→ YOUR INSTRUCTIONS:
Write out the entries below word for word, starting at the line that contains "Task: a point for each instance of the river" and ending with the last line of the entries.

→ SOURCE RECORDS:
====

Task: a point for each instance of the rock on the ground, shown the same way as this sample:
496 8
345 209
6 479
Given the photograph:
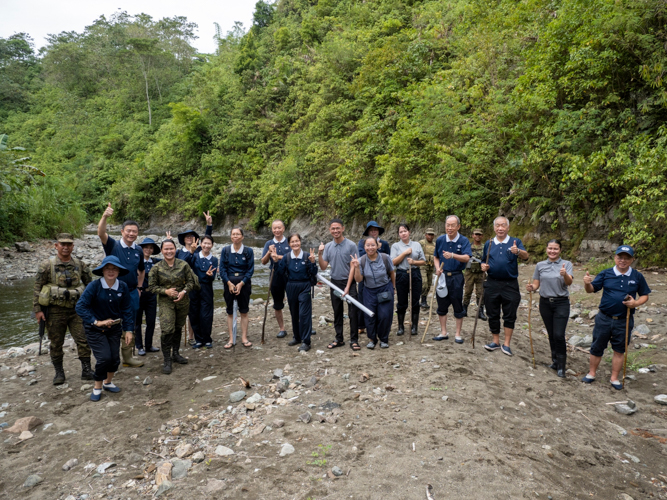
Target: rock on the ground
661 399
237 396
25 424
286 449
32 480
223 451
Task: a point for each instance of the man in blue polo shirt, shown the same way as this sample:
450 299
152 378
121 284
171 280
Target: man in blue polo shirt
453 250
131 256
278 282
501 288
620 286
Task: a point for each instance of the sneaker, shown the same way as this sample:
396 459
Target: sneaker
110 387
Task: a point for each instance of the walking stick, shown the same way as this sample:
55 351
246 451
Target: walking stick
530 335
625 355
430 309
268 296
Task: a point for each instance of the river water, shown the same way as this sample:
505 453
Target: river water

====

→ EXERCISE OUTPUT:
Task: a point for each instance of the river water, shown the same way as this sample:
505 453
Target: river water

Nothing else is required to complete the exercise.